Data provided -
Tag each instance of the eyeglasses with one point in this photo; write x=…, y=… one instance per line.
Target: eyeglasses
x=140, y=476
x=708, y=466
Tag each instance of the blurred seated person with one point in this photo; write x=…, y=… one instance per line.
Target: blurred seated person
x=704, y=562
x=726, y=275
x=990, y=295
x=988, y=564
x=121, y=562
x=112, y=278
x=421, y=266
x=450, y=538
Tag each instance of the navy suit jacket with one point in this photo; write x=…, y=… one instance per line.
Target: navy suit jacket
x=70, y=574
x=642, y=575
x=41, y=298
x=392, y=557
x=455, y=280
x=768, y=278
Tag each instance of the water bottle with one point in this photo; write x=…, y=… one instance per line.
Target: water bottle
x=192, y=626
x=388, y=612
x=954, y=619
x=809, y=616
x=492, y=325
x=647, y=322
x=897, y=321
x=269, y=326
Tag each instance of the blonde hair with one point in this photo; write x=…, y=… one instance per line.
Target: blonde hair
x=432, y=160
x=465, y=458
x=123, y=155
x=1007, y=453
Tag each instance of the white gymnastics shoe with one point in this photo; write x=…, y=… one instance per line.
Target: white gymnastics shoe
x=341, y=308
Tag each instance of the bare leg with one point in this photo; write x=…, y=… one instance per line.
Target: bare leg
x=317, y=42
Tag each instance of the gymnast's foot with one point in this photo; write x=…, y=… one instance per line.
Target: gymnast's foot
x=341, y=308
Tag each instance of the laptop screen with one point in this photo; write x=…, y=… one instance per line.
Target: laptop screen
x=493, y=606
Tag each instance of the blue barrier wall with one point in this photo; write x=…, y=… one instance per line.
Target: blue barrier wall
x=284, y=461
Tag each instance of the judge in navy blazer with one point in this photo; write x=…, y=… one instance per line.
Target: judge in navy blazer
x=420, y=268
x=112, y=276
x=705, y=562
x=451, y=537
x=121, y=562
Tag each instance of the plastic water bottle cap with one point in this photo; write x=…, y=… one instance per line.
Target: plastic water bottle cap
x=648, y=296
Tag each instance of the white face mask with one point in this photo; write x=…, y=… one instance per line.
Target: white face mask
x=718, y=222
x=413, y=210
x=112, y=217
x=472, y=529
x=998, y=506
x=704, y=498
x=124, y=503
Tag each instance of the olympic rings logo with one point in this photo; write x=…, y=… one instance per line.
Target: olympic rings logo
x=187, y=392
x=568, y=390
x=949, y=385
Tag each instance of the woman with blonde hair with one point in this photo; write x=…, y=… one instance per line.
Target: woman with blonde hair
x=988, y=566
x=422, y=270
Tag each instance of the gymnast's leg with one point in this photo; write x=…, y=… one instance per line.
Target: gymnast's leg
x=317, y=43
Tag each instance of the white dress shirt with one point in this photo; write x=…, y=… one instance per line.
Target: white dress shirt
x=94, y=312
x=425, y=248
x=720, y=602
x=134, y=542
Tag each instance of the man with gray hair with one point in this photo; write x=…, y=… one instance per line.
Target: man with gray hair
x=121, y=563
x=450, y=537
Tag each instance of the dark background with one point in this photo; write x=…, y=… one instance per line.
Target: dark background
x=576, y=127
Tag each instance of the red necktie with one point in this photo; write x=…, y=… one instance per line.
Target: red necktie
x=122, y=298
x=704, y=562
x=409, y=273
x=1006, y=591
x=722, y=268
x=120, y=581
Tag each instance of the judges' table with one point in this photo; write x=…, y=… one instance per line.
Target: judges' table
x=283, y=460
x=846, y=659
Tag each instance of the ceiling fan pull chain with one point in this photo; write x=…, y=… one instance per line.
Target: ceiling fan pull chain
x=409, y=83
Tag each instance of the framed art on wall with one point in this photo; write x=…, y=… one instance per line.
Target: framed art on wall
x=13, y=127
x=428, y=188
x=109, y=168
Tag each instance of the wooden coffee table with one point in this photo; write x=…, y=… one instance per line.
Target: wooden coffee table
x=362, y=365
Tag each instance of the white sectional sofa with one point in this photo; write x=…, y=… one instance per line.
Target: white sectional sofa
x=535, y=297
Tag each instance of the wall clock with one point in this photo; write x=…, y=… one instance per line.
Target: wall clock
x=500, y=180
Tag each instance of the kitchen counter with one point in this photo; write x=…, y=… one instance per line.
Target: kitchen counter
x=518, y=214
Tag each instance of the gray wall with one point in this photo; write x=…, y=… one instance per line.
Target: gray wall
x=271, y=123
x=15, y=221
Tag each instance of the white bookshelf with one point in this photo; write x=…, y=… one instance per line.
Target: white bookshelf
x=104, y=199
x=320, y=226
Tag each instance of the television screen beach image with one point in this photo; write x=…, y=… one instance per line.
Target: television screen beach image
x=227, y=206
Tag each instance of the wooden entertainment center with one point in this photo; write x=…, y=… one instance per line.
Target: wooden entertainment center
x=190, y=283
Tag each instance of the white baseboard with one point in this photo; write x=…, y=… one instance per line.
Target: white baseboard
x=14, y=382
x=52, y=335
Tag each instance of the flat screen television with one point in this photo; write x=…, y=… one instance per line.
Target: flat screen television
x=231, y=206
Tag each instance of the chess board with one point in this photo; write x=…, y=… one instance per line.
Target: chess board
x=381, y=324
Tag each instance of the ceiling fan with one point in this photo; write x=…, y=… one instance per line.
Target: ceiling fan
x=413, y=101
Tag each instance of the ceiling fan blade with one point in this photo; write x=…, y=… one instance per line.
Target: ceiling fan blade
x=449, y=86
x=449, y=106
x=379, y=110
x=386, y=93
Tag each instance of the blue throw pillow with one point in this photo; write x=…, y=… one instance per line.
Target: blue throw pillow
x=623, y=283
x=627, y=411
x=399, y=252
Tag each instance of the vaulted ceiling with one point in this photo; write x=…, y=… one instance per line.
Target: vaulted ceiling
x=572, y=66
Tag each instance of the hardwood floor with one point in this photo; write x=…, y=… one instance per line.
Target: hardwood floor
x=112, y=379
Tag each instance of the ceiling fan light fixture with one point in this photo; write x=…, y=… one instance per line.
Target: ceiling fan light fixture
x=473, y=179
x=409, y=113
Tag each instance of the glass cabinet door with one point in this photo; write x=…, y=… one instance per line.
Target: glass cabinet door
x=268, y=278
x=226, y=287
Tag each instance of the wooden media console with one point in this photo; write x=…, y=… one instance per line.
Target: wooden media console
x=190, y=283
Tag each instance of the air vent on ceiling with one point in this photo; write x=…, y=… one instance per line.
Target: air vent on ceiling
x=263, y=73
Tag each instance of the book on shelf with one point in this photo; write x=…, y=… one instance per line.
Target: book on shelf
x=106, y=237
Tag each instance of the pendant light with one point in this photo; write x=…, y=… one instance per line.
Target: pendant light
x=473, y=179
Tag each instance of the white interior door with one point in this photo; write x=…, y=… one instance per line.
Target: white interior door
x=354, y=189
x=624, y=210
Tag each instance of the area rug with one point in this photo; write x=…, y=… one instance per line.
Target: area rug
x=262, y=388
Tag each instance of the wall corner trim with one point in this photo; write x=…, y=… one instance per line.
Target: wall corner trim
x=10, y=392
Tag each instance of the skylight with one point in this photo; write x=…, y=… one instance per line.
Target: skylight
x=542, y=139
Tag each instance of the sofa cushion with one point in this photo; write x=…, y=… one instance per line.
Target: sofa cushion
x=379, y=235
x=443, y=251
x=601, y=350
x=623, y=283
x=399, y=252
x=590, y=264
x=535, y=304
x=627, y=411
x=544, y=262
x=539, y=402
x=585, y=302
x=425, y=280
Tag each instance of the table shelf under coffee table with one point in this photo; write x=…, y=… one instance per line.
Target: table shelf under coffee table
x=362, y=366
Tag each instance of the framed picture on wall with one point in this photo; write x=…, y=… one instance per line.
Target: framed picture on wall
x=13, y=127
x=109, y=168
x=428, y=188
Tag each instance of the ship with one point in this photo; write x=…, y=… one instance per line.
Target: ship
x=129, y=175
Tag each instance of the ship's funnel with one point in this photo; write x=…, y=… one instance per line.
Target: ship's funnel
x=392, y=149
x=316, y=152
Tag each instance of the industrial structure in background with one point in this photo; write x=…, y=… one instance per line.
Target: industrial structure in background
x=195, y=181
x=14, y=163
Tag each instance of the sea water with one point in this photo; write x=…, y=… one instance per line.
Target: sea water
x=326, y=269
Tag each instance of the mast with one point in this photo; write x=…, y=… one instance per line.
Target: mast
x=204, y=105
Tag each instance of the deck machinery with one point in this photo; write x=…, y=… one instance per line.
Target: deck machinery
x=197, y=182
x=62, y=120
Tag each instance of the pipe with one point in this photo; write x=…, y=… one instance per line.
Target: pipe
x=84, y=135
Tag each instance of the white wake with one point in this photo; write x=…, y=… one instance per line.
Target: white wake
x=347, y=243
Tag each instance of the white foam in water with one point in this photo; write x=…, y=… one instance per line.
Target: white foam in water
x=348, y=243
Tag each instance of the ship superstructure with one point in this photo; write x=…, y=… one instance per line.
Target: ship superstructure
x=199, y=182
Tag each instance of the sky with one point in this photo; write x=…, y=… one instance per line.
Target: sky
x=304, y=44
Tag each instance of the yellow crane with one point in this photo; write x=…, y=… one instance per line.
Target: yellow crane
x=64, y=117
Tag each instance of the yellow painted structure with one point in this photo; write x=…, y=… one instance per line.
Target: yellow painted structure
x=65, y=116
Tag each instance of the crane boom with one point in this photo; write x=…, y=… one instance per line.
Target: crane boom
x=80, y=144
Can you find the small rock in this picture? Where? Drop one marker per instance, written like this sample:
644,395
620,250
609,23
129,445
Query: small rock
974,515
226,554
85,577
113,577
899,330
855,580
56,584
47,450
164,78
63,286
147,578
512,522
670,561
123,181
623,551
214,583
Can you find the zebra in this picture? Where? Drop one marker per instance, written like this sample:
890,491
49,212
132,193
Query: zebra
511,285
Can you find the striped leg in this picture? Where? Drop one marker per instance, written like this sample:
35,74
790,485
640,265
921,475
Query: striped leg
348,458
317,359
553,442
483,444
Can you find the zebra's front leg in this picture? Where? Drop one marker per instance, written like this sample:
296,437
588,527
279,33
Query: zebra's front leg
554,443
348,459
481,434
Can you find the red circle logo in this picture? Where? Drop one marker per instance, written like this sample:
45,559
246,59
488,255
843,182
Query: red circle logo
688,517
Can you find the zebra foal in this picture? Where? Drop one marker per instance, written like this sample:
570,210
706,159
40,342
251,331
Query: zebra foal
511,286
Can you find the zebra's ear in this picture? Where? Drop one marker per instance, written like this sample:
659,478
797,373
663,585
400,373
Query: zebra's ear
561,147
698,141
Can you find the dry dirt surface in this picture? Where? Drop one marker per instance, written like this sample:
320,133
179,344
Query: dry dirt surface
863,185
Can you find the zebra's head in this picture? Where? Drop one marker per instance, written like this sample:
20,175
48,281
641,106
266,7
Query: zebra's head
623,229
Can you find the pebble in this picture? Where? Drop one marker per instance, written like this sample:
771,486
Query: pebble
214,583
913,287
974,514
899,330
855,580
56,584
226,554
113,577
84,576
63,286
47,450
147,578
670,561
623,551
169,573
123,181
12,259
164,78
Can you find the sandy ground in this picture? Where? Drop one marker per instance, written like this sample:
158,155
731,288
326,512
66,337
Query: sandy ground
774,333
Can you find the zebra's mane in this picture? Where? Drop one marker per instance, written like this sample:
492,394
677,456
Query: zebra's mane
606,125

Request - Rewrite the lines of the records above as a JSON list of strings, one string per line, leaving out any blank lines. Begin with the line that contains "Tag each instance of the yellow crane" and continue through the line that contains "x=64, y=117", both included.

Correct answer -
[
  "Tag each instance of the yellow crane with one point in this photo; write x=…, y=… one instance per line.",
  "Target: yellow crane",
  "x=64, y=117"
]